- [CONSIGNE]: Écrivez la suite de l'article sur la rencontre du pape François avec les jeunes à Gênes, en partant de sa dernière phrase.

:: TEXTE SOURCE ::

Le pape François a exhorté les jeunes à ne pas être des « touristes » de la vie mais à s’engager sérieusement, sans craindre de serrer la main des plus marginalisés, même « sale ». Au sanctuaire Notre Dame de la Garde de Gênes, dans le nord de l’Italie, le 27 mai 2017, il a aussi prévenu : « On ne peut rien faire sans amour ».
Au sanctuaire ligurien surplombant la Mer Méditerranée, le pape a été accueilli par les acclamations enthousiastes – « Francesco ! Francesco ! » – des centaines de jeunes impliqués dans un projet de mission du diocèse.
Les jeunes ont « un amour turbulent et joyeux » et ne veulent pas « des réponses toutes-faites », « prêt-à-porter », a fait observer le pape d’emblée en ouvrant la troisième étape de sa journée de visite pastorale. Il leur a assuré : « Entendre l’invitation de Jésus est toujours une joie pleine », une joie qui n’est pas un simple « divertissement » ni « superficielle ».
Etre missionnaire, a expliqué le pape François en répondant aux questions de quatre jeunes, aide « à apprendre à regarder avec des yeux nouveaux » et « ouvre le cœur ». Il s’agit d’arrêter d’être des « touristes de la vie », qui « prennent des photos de tout » mais « ne savent pas regarder la réalité ».

:::
:: DONNÉES FOURNIES ::

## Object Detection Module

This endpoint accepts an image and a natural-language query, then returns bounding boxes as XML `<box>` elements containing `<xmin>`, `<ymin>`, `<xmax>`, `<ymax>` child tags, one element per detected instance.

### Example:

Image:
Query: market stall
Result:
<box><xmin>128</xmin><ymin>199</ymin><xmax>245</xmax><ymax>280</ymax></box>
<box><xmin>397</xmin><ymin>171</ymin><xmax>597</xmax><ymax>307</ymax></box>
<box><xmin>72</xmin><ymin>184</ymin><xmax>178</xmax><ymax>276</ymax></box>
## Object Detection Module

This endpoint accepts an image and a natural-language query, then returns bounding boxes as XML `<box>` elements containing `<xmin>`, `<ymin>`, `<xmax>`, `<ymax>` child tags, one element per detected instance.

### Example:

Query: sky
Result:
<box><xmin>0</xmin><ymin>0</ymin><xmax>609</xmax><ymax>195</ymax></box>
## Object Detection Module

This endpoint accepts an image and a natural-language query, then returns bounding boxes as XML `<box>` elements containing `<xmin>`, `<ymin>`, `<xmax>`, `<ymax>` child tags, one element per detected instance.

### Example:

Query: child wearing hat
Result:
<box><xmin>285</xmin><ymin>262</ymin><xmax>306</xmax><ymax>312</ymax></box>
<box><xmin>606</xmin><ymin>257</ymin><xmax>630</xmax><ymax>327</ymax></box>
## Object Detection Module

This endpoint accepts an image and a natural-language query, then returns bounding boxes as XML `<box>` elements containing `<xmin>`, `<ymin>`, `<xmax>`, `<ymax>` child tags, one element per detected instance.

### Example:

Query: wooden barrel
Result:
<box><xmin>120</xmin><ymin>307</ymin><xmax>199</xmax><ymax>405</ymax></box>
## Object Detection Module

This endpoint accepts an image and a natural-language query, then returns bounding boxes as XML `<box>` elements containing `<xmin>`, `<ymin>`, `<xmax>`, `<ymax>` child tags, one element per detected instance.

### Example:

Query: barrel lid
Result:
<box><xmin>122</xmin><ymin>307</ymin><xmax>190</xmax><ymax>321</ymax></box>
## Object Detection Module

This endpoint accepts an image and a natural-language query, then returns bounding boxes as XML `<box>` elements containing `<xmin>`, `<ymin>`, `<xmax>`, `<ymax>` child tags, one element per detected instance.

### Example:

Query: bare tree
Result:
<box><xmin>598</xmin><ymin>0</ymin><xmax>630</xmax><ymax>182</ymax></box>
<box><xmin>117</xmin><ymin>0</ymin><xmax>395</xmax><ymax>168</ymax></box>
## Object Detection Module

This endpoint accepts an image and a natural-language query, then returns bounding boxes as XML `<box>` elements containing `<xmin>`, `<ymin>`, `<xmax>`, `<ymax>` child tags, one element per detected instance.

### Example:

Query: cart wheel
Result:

:::

- [RÉPONSE CI-DESSOUS]:
Le pape a encouragé à abandonner « cette attitude de touriste » pour s’engager sérieusement : « il ne faut pas regarder seulement les photographies ou les choses que nous pensons être la réalité… c’est une tentation pour les jeunes… : regarder la vie avec des yeux de touriste, c’est-à-dire superficiellement, et faire des photos pour regarder plus tard. Cela veut dire que je ne touche pas la réalité, je ne regarde pas ce qui arrive ». Et de mettre en garde : un jeune qui commence avec cette attitude de touriste, « d’hypocrisie », c’est « du suicide … c’est faire semblant ».
Etre missionnaire, a-t-il poursuivi, n’est pas seulement une décision personnelle, c’est Jésus qui envoie. Et « vivre fermé ne sert à rien, il faut vivre en mission ».
On ne peut rien faire sans amour
Répondant à une question sur la façon d’aider les jeunes en difficulté, le pape François a estimé que la « première chose » était de « les aimer » : « On ne peut rien faire sans amour ». « Si tu n’as pas le cœur disposé à aimer, a-t-il prévenu tu ne pourras pas faire une bonne mission, ce sera une aventure… du tourisme ».
Le pape a donné un exemple concret : « Quand tu fais l’aumône, est-ce que tu touches la main de la personne à qui tu donnes ? … Aimer c’est avoir la capacité de serrer la main sale et la capacité de regarder les yeux de ceux qui sont en situation dégradante et de dire : ‘Pour moi, tu es Jésus’ ».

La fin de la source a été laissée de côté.